## START SUPPLIED DATA
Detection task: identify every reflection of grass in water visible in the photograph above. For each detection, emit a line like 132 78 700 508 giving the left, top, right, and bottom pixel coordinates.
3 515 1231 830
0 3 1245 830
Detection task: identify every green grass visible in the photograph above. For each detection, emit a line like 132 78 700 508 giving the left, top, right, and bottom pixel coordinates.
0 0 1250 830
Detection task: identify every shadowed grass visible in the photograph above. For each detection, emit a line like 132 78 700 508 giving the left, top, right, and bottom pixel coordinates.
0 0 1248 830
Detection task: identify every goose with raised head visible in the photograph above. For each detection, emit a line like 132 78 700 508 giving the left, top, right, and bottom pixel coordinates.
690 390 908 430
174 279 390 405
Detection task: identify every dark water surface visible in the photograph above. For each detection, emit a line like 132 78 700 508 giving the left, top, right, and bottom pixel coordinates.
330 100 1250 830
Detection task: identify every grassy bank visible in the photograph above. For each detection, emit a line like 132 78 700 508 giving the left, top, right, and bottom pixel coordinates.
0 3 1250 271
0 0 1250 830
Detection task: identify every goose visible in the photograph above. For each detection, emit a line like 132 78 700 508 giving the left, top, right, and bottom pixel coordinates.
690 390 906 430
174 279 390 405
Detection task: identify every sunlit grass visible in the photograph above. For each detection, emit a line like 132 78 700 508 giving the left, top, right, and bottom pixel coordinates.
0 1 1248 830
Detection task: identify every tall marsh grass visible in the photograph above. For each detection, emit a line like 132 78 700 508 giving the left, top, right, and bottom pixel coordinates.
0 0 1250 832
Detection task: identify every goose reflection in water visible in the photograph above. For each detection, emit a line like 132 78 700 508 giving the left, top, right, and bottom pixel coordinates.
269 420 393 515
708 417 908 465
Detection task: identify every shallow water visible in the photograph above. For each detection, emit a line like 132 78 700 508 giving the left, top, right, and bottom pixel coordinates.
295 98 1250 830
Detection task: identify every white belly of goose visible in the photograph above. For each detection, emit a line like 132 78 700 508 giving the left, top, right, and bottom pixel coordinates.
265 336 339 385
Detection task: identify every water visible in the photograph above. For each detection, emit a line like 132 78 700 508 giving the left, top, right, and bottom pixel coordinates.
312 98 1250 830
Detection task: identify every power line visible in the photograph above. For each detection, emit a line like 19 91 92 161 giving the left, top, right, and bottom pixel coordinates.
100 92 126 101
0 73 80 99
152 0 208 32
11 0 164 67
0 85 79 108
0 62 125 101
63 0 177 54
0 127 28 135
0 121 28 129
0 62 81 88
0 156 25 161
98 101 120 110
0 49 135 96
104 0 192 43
## END SUPPLIED DATA
Convert every line of the data above into a Markdown table with two columns, Row and Data line. Number the lines in order and leave out any blank lines.

SOLUTION
| Row | Data line |
|---|---|
| 1 | Detection task: identify every reflection of grass in water visible in the photograph above. For each detection, emit a line like 132 78 700 508 giving the left, top, right, and bottom pixel coordinates. |
| 2 | 3 515 1231 830 |
| 3 | 0 3 1245 830 |
| 4 | Detection task: identify every green grass visible in the photograph above. For each detection, emit a line like 132 78 700 508 giving the left, top, right, and bottom pixel coordinates. |
| 5 | 0 0 1250 830 |
| 6 | Detection task: identify every shadowed grass visible in the photograph above. For each detection, emit a line like 132 78 700 508 giving the left, top, right, and bottom pixel coordinates. |
| 7 | 0 0 1248 830 |
| 8 | Detection task: identify every goose with raised head visible in the photograph above. For each detection, emit a line like 132 78 700 508 giving the left, top, right, and bottom pixel coordinates. |
| 9 | 690 390 908 430 |
| 10 | 174 279 390 405 |
| 11 | Detection task: identify every dark water surface visible in the photograph above. For each detection, emit a line like 132 78 700 508 giving the left, top, right, and bottom pixel coordinates. |
| 12 | 330 100 1250 830 |
| 13 | Detection task: identify every grassy bank visible in the photograph above. For each detection, emit a line like 132 78 700 508 giving the left, top, right, and bottom pixel coordinates. |
| 14 | 0 3 1250 271 |
| 15 | 0 0 1250 830 |
| 16 | Detection task: identify every goose visible in the photograph above. For each detection, emit a line like 132 78 700 508 giving the left, top, right, and bottom pixel coordinates. |
| 17 | 690 390 906 430 |
| 18 | 174 279 390 405 |
| 19 | Detection task: identify every sunlit grass visible in the photograph above. For each detection, emit a line like 132 78 700 508 giving the left, top, right, and bottom pixel coordinates. |
| 20 | 0 1 1248 830 |
| 21 | Detection task: identify every tall marsh grass visible in the photograph above. For each detection, emit a line like 132 78 700 508 giving the left, top, right, and bottom pixel coordinates. |
| 22 | 0 0 1250 832 |
| 23 | Detection task: identify every goose reflection in water visible in the photograph above. For each detection, emit a line like 132 78 700 508 giving the left, top, right, and bottom pixel coordinates. |
| 24 | 269 420 393 515 |
| 25 | 708 417 908 465 |
| 26 | Detection task: identify every shallow water visible in the photograph above. For each detection, emit a line like 132 78 700 508 giving the left, top, right, and bottom pixel coordinates. |
| 27 | 295 98 1250 830 |
| 28 | Detection task: identify every white belly of goose visible in the photograph above. For each detection, emit a line like 132 78 700 508 giving the left, top, right, and bottom pixel coordinates. |
| 29 | 265 336 339 385 |
| 30 | Detection task: identify every water visible in the photograph above. For each detection, emit a line like 132 78 700 508 giving the left, top, right, and bottom pixel coordinates. |
| 31 | 312 98 1250 830 |
| 32 | Detection task: identify every power line visible in the photograph above. For each detection, emit a line like 19 91 92 161 giving the left, top, right, and bottom pixel coordinates. |
| 33 | 100 92 126 101 |
| 34 | 0 73 80 99 |
| 35 | 152 0 208 32 |
| 36 | 11 0 164 67 |
| 37 | 0 85 79 108 |
| 38 | 0 62 125 101 |
| 39 | 63 0 177 54 |
| 40 | 0 127 28 135 |
| 41 | 0 121 28 129 |
| 42 | 0 62 81 88 |
| 43 | 0 156 25 161 |
| 44 | 98 101 120 110 |
| 45 | 0 49 135 96 |
| 46 | 104 0 192 43 |